Pointing data
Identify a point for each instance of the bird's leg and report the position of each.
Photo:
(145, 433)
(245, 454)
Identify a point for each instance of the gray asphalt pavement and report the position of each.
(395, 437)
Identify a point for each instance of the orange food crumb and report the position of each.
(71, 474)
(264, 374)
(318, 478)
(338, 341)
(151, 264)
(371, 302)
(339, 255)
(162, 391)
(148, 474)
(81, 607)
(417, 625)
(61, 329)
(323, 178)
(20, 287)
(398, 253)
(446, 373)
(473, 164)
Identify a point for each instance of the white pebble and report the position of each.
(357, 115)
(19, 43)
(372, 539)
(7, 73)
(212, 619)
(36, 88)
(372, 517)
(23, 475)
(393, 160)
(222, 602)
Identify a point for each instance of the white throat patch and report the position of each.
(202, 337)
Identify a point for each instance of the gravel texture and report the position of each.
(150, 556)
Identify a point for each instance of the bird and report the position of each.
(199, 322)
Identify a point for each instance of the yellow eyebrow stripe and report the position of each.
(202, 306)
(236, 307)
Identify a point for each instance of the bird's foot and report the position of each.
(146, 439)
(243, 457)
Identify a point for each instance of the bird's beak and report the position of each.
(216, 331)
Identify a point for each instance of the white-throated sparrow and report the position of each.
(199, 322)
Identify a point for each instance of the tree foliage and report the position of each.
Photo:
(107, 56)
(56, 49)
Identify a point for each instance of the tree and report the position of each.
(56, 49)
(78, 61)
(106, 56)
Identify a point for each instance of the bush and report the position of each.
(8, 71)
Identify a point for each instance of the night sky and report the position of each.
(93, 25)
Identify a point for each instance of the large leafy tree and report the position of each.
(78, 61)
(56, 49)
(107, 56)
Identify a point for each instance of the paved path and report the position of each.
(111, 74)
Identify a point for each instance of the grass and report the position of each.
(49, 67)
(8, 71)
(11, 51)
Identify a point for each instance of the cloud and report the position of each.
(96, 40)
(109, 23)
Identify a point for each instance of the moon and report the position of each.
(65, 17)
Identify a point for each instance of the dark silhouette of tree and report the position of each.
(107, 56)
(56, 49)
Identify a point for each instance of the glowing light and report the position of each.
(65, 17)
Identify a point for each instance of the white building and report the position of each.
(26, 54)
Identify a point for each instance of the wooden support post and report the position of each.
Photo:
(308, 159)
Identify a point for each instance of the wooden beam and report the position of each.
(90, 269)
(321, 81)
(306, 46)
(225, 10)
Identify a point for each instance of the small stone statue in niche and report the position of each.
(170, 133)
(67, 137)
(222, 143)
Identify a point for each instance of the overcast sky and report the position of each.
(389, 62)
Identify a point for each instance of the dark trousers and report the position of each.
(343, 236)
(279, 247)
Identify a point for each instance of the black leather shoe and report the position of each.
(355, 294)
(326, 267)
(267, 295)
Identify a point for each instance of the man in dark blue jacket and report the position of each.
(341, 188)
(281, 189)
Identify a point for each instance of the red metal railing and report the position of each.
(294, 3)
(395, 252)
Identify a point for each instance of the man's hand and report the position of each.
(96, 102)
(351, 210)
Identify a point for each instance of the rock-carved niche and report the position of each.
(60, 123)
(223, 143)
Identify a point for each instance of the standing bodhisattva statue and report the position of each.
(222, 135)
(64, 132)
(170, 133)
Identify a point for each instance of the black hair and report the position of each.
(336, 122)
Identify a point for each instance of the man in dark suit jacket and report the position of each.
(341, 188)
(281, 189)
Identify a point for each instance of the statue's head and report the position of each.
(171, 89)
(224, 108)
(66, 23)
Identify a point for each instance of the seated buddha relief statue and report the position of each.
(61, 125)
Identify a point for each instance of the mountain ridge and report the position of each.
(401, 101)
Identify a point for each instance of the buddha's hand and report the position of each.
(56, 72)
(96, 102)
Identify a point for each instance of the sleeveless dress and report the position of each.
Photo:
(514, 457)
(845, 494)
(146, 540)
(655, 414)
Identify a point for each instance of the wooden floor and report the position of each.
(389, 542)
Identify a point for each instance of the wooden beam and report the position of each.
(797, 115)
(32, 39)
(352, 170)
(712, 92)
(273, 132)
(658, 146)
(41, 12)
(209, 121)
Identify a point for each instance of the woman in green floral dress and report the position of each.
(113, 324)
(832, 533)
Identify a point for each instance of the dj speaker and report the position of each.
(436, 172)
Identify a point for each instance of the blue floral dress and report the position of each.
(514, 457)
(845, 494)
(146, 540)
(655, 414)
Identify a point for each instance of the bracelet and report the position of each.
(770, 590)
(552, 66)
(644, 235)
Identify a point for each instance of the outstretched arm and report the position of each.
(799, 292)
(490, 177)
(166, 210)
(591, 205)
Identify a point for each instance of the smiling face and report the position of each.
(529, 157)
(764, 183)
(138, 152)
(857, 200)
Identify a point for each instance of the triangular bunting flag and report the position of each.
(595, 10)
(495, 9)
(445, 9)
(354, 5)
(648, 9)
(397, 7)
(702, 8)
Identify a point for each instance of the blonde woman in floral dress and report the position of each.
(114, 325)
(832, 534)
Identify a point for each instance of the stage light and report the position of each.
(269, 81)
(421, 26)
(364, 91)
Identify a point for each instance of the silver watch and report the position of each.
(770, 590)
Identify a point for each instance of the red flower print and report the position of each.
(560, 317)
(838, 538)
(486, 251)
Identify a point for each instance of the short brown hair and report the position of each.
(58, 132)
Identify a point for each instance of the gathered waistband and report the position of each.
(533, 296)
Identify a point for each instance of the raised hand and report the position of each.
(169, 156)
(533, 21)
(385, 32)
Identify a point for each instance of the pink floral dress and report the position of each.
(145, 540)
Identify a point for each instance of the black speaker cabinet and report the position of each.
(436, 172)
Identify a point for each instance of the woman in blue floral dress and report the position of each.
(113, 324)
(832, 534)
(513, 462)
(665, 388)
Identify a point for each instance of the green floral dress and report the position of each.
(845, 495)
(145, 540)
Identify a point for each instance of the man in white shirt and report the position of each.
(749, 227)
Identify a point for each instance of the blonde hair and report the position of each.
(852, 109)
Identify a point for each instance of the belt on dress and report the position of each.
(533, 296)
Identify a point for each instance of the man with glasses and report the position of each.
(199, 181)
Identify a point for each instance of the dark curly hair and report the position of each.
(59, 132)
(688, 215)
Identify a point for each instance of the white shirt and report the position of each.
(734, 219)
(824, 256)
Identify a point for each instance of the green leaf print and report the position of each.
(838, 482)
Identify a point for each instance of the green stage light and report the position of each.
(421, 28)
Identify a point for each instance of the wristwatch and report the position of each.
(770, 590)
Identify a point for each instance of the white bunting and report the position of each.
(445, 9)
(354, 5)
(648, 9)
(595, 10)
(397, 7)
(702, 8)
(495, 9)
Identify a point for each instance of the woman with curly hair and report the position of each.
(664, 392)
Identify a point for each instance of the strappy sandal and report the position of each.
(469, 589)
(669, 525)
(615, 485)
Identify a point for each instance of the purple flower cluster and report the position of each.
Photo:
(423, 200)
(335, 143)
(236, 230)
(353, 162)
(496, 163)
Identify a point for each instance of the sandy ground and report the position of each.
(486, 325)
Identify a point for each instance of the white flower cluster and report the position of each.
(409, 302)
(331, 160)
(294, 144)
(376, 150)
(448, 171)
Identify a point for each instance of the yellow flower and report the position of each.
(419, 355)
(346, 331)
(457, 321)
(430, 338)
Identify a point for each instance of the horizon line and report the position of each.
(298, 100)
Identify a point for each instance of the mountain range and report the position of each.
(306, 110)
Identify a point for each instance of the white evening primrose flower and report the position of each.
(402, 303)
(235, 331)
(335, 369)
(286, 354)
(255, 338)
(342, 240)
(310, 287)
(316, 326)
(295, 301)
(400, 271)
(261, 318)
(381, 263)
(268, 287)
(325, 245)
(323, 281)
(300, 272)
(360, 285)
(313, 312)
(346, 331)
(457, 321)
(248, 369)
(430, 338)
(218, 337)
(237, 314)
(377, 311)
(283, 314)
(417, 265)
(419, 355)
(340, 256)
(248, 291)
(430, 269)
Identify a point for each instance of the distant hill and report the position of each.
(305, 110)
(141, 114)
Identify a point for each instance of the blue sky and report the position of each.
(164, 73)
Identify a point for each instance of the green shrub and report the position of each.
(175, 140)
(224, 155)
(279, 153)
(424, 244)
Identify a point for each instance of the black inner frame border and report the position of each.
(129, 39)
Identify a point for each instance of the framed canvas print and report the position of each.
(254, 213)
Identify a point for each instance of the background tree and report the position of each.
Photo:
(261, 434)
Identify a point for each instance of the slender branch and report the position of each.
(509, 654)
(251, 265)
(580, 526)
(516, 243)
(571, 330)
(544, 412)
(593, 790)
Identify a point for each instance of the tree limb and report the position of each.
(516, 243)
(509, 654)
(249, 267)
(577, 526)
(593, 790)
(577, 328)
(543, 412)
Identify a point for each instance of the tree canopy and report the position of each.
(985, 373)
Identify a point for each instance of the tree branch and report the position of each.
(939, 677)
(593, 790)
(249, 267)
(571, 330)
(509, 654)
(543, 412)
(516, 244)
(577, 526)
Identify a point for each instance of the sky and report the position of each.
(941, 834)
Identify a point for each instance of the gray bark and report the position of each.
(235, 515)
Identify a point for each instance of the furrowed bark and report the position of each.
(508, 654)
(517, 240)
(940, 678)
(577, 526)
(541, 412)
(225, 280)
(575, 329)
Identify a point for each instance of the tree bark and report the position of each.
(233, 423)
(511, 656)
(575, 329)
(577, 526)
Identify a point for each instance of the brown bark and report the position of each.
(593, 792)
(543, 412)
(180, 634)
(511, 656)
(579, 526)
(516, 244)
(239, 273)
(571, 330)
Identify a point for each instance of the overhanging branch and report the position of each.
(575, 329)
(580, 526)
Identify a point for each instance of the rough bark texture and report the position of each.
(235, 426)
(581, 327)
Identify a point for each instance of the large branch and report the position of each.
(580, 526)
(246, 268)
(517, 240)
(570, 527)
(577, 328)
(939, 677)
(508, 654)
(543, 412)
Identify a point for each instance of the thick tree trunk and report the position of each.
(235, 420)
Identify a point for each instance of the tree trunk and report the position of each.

**What needs to be done**
Scale everything from the line containing "Identify a point for each instance of the thick" down to the end of the data, copying those lines with their requests included. Multiply every coordinate in the answers by 2.25 and round each result to a whole number, with halves rounded up.

**The solution**
Identify a point for each instance of the thick tree trunk and report the position of each.
(529, 945)
Identify a point for each instance of the tree trunk and report the position of each.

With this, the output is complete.